*Items from a dataset:*
----

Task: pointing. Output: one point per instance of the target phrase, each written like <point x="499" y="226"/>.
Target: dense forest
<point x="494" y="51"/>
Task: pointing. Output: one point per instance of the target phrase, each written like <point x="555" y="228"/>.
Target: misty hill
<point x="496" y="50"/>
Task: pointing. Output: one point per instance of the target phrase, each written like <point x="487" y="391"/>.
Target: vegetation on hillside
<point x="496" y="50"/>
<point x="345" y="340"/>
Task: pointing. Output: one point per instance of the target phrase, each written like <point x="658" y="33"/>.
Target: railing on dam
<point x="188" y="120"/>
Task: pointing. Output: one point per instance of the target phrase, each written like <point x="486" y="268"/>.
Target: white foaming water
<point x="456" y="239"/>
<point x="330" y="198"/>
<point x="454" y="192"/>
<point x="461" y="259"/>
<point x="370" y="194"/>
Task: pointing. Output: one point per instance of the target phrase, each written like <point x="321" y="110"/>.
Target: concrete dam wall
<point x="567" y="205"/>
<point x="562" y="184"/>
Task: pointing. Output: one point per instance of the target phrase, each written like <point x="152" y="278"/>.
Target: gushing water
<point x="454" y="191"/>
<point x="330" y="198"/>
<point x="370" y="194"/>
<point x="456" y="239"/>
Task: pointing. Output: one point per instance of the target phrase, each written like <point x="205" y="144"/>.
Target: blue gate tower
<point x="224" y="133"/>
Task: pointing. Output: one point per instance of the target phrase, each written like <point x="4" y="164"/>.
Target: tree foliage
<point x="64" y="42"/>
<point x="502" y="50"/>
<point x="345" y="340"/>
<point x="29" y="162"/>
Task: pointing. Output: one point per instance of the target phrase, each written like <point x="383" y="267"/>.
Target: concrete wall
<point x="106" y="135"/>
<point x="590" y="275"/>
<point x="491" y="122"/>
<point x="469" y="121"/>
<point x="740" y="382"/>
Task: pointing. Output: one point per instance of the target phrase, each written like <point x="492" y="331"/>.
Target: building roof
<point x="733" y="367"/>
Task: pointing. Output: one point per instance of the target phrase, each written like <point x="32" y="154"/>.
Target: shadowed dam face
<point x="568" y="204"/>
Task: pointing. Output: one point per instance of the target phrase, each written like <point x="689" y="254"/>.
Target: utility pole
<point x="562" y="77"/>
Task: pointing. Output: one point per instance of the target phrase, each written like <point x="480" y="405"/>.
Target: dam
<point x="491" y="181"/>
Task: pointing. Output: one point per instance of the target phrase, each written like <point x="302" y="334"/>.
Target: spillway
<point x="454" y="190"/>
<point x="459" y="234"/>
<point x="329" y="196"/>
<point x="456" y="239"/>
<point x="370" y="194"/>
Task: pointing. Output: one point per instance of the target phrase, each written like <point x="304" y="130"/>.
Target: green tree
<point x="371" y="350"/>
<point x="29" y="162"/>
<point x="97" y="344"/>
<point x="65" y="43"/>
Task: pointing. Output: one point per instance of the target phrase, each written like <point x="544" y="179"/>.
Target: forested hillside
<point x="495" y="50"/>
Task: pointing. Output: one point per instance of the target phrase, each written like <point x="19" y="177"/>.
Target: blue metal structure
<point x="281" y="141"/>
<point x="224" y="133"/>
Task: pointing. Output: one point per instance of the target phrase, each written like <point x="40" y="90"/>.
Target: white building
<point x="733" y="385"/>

----

*ABOUT THIS TASK:*
Extract the complete data, matching each line exactly.

*WRITTEN RESPONSE:*
Task: pointing. Output: one point per instance of the target phrase, each written like <point x="499" y="226"/>.
Target: dense forest
<point x="494" y="51"/>
Task: pointing. Output: one point per instance of the target phrase, each written like <point x="555" y="228"/>.
Target: misty hill
<point x="496" y="50"/>
Task: pointing. Output: one point per instance of the target phrase, each written like <point x="487" y="391"/>.
Target: vegetation on hillside
<point x="496" y="50"/>
<point x="345" y="340"/>
Task: pointing. Output: one point per instance of the target phrase, each written like <point x="658" y="33"/>.
Target: railing on dam
<point x="188" y="120"/>
Task: pointing. Output: one point per instance of the target phrase, each written like <point x="486" y="268"/>.
Target: white foaming water
<point x="456" y="239"/>
<point x="330" y="198"/>
<point x="454" y="192"/>
<point x="461" y="259"/>
<point x="370" y="194"/>
Task: pointing. Output: one point per instance of the target phrase, each written like <point x="321" y="110"/>.
Target: concrete dam wall
<point x="567" y="205"/>
<point x="562" y="184"/>
Task: pointing. Output: one point per instance of the target phrase, each written like <point x="152" y="278"/>.
Target: gushing water
<point x="454" y="191"/>
<point x="330" y="198"/>
<point x="370" y="194"/>
<point x="456" y="239"/>
Task: pointing. Output: one point per instance of the target phrase, each written like <point x="205" y="144"/>.
Target: blue gate tower
<point x="224" y="133"/>
Task: pointing. Output: one point per instance of the target phrase, each written like <point x="4" y="164"/>.
Target: tree foliage
<point x="64" y="42"/>
<point x="502" y="50"/>
<point x="345" y="340"/>
<point x="29" y="162"/>
Task: pointing. Output: one point per instance of the target phrase, each written like <point x="383" y="267"/>.
Target: concrete wall
<point x="106" y="135"/>
<point x="590" y="275"/>
<point x="491" y="122"/>
<point x="469" y="121"/>
<point x="740" y="382"/>
Task: pointing. Output: one point per instance of the target phrase, each written like <point x="492" y="331"/>.
Target: building roof
<point x="733" y="367"/>
Task: pointing. Output: one point per instance of the target phrase, each written like <point x="32" y="154"/>.
Target: shadowed dam face
<point x="568" y="204"/>
Task: pointing. Output: one point per instance of the target phrase, each written like <point x="689" y="254"/>.
Target: utility pole
<point x="562" y="77"/>
Task: pointing. Output: one point per instance of the target phrase, each written like <point x="480" y="405"/>.
Target: dam
<point x="491" y="181"/>
Task: pointing. Output: one point per instance of the target phrase, each written like <point x="302" y="334"/>.
Target: spillway
<point x="454" y="190"/>
<point x="459" y="234"/>
<point x="329" y="196"/>
<point x="456" y="239"/>
<point x="370" y="194"/>
Task: pointing. Output: one point per instance of the target phrase, each written like <point x="304" y="130"/>.
Target: green tree
<point x="371" y="350"/>
<point x="29" y="162"/>
<point x="97" y="344"/>
<point x="65" y="43"/>
Task: pointing. Output: one point per instance of the target phrase, each written like <point x="544" y="179"/>.
Target: forested hillside
<point x="495" y="50"/>
Task: pointing. Output: one point per instance of the target phrase, each written like <point x="19" y="177"/>.
Target: blue metal structure
<point x="281" y="141"/>
<point x="224" y="133"/>
Task: pointing. Output: one point per instance of the target phrase, each written like <point x="40" y="90"/>.
Target: white building
<point x="733" y="385"/>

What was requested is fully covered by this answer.